* Testo del documento:
· · · · · · ·

5) Non strafare! Come in ogni cosa, è perfettamente inutile, oltre che dannoso, “partire all’attacco” interpretando tutti i consigli in maniera estrema. Metterli in pratica con serenità e costanza sarà molto più efficace e duraturo.

Restando a disposizione per ogni chiarimento,  vi auguro costruttività, costanza e ottimi risultati!

digiuno

Sul digiuno intermittente

Molte domande mi vengono poste  in merito a una delle mode del momento: il Digiuno Intermittente. Prima nota: non che nelle mode ci sia necessariamente del male, fuorché, come spesso accade, nel fare di tutta l’erba un fascio: ciò che è bene per te non è detto sia bene per me, questo, soprattutto nel rispetto di quella caratteristica preziosa e spesso bistrattata che è l’individualità. Ma torniamo in tema.

Esistono infinite modalità per praticare il digiuno intermittente dove, nell’accezione comune, gli unici limiti sono la fantasia e la forza di volontà di chi lo pratica.

Non sarebbe corretto né umile, da parte mia, prendere una posizione definita in merito, sempre in virtù del principio dell’individualità. Pertanto mi limiterò a citare alcuni elementi (non ho la presunzione di saperli tutti) a favore e alcuni a sfavore.

· · · · · · ·

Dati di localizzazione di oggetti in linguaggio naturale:
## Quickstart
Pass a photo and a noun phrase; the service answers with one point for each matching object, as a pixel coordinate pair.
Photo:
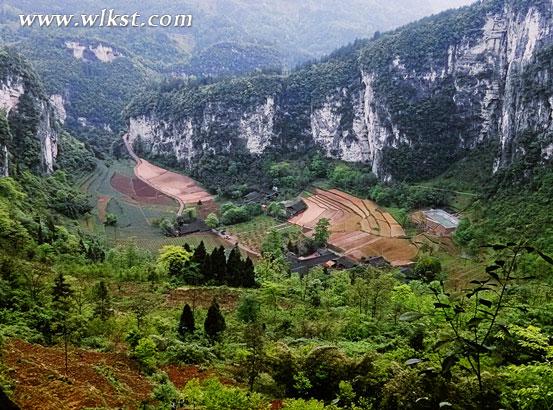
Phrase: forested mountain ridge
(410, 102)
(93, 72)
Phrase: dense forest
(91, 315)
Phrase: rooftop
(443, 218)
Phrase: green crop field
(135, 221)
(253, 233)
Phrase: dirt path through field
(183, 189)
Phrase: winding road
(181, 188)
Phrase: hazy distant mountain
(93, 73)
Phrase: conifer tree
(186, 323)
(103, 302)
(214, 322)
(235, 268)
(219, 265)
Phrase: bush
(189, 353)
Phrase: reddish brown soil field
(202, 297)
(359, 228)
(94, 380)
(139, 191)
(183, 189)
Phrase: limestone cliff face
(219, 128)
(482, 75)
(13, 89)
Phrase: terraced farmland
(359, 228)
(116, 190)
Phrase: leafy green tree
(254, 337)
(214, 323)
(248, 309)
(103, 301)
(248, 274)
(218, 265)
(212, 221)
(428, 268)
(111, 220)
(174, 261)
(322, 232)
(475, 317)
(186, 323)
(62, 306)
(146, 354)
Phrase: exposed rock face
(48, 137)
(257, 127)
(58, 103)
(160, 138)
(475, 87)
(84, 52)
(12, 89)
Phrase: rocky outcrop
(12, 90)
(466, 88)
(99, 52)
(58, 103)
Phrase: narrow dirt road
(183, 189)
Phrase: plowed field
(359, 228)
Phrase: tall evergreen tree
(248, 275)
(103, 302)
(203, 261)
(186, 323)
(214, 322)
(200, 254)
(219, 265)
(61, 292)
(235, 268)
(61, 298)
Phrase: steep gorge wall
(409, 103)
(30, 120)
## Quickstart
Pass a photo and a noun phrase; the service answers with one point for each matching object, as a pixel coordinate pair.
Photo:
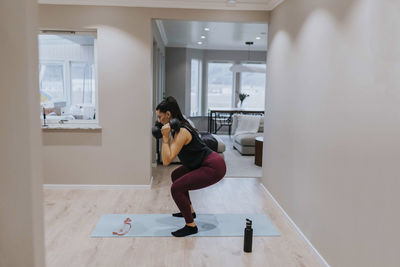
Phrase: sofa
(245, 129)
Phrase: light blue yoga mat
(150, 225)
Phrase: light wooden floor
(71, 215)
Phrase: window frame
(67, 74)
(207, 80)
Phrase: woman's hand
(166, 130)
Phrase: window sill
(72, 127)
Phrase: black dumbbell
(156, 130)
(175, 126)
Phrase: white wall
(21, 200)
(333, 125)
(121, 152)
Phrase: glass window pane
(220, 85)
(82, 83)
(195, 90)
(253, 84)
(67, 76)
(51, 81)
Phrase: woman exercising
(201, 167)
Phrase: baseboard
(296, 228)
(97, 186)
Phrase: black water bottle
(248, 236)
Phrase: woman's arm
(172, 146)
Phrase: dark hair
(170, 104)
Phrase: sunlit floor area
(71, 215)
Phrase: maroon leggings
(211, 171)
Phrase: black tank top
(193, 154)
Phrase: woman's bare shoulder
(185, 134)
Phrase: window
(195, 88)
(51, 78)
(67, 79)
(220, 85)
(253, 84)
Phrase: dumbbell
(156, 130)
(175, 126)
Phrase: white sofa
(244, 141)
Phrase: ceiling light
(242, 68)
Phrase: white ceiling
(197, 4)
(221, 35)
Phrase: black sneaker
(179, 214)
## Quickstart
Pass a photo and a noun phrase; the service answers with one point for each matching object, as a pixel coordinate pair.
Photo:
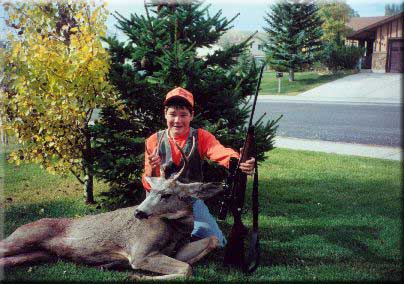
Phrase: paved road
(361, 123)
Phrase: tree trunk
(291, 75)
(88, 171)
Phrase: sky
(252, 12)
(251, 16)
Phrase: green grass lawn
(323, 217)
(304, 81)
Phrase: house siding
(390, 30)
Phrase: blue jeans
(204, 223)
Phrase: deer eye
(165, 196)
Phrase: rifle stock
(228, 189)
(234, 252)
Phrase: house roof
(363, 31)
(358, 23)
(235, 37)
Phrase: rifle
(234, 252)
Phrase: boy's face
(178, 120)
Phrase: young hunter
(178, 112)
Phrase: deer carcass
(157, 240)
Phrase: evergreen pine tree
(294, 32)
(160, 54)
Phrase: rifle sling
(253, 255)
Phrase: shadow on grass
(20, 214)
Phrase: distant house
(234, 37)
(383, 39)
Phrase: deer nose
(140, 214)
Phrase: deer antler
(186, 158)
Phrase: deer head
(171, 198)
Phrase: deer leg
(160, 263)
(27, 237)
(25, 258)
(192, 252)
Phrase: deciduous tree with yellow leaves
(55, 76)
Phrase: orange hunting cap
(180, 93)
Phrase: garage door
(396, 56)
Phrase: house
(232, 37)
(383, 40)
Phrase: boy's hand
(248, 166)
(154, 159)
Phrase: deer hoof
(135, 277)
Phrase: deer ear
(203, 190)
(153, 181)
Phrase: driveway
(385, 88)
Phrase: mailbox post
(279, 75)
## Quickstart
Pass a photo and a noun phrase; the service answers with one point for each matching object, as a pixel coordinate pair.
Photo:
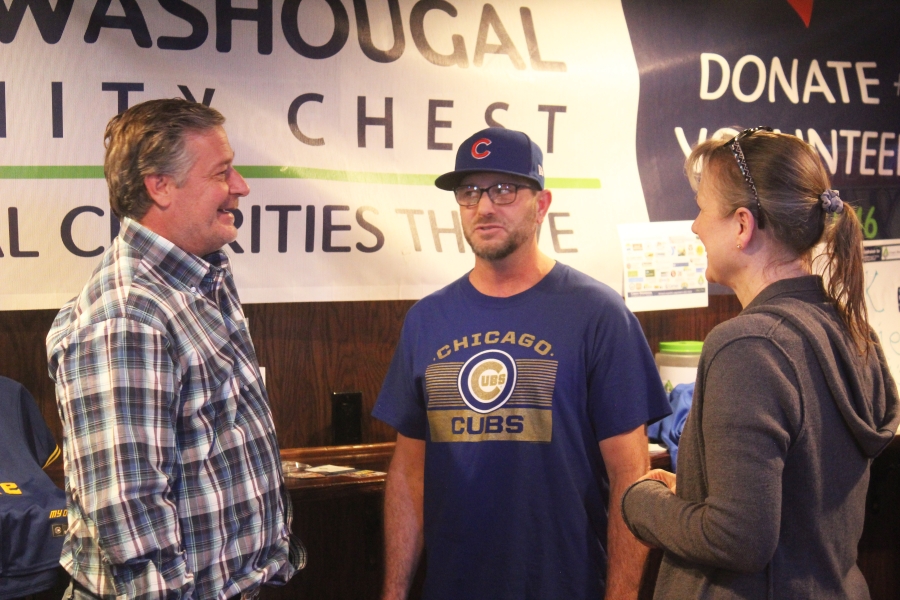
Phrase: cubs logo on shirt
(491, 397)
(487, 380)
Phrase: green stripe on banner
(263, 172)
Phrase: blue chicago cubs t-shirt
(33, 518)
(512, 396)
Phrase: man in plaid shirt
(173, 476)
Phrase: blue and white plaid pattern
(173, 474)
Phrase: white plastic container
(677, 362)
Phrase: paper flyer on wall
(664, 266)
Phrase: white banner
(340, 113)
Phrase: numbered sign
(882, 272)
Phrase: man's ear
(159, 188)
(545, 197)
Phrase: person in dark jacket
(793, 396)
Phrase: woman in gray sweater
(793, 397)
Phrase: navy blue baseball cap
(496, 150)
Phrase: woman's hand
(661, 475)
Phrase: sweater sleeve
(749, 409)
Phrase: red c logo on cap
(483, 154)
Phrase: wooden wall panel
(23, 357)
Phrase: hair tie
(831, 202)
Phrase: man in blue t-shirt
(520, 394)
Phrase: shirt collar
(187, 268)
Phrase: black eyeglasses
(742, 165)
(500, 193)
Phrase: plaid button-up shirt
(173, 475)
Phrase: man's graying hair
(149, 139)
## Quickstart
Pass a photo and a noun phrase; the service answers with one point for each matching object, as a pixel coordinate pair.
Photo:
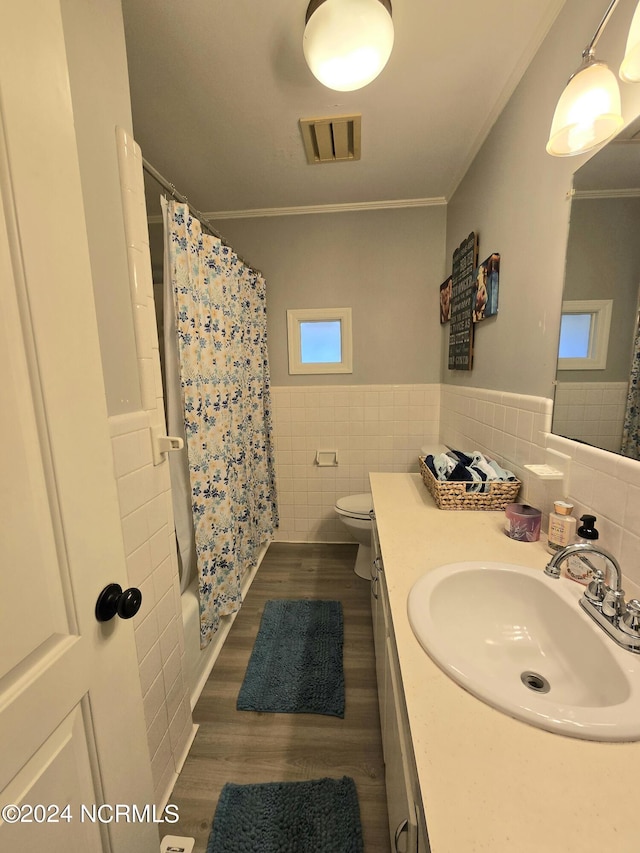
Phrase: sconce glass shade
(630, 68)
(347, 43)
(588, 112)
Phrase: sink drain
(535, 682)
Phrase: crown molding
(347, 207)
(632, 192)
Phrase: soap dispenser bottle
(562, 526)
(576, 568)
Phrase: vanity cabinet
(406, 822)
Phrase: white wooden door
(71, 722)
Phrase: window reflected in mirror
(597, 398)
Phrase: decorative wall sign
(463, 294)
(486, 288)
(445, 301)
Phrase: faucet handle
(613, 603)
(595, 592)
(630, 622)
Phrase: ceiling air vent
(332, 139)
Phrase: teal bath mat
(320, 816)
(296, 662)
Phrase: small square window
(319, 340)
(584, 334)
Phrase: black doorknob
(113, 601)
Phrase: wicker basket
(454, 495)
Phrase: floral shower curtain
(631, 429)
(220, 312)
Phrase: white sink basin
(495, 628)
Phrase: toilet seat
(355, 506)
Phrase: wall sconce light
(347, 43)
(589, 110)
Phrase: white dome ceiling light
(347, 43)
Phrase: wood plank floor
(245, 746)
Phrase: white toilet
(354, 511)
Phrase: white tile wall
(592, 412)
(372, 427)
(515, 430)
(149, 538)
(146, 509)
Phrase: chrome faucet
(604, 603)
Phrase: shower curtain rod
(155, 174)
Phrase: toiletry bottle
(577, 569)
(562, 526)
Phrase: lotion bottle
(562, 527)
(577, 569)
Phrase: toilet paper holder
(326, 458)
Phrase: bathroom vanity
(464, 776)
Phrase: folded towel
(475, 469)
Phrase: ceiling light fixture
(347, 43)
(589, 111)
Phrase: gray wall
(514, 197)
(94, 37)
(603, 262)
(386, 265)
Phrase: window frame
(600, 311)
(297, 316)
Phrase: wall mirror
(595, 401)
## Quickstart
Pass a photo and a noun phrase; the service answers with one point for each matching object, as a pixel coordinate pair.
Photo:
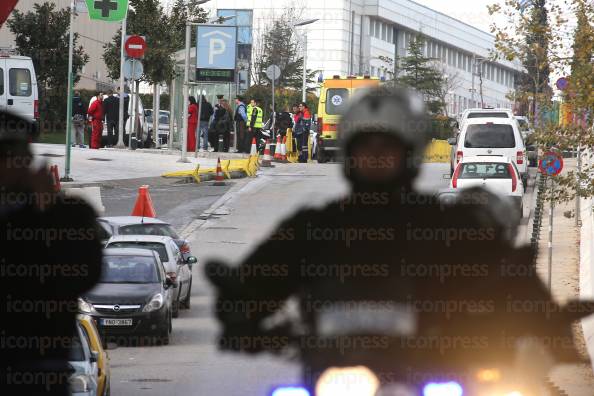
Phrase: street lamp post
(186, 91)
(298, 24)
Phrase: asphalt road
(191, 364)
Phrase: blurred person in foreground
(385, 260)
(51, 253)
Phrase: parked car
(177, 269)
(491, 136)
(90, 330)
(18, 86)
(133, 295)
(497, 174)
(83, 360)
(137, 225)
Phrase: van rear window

· · · · · · ·

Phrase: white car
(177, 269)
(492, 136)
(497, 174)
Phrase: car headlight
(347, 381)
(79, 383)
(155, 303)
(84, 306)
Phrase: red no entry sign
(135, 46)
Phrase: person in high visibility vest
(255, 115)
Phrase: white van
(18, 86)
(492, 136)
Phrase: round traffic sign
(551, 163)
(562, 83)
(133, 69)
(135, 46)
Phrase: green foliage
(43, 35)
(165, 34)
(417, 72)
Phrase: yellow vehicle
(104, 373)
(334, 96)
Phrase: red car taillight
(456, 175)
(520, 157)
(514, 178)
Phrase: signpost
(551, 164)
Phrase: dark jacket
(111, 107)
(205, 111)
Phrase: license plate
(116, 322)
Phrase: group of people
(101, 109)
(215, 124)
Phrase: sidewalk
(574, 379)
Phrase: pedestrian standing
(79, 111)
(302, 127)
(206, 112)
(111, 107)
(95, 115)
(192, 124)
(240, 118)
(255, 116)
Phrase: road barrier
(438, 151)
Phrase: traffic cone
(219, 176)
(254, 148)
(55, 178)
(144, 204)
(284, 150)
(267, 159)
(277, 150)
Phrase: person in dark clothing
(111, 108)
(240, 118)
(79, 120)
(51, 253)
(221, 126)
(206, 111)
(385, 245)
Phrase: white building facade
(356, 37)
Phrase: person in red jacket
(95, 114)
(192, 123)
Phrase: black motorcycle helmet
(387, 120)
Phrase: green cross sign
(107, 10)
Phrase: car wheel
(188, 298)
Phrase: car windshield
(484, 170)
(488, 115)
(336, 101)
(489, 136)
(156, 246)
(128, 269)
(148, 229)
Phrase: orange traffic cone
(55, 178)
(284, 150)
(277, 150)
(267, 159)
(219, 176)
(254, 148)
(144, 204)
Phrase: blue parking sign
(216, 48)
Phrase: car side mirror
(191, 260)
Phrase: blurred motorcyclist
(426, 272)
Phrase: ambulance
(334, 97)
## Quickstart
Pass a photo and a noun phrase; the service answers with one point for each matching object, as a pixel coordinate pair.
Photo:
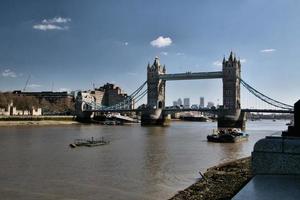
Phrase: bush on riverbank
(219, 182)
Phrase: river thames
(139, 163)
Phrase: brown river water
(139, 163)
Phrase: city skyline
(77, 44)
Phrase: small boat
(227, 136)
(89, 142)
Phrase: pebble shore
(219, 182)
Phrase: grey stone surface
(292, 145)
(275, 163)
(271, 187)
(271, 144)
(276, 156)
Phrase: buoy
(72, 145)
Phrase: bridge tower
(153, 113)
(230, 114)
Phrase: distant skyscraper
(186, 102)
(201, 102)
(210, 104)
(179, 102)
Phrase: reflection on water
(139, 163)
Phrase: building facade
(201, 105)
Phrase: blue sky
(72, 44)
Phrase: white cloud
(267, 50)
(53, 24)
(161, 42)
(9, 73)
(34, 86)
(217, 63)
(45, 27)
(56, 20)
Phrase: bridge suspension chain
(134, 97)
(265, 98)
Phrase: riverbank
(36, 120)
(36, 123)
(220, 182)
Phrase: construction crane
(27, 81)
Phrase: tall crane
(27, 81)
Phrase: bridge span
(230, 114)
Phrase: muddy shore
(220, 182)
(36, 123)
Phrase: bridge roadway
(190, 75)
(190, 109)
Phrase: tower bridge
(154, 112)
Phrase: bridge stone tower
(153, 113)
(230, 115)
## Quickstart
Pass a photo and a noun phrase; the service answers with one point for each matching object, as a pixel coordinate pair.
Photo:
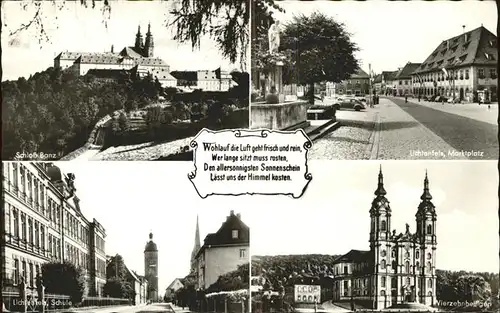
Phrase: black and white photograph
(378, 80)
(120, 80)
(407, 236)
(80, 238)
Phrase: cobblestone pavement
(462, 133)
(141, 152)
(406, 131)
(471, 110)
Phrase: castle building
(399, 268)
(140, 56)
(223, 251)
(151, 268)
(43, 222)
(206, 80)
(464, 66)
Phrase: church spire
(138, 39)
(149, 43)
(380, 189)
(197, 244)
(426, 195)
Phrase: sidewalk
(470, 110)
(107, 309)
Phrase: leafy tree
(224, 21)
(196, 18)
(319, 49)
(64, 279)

· · · · · · ·

* Consegna: Secondo il testo sul digiuno intermittente, quali sono gli unici limiti alle modalità di praticarlo, nell'accezione comune?

* Risposta: La fantasia e la forza di volontà di chi lo pratica.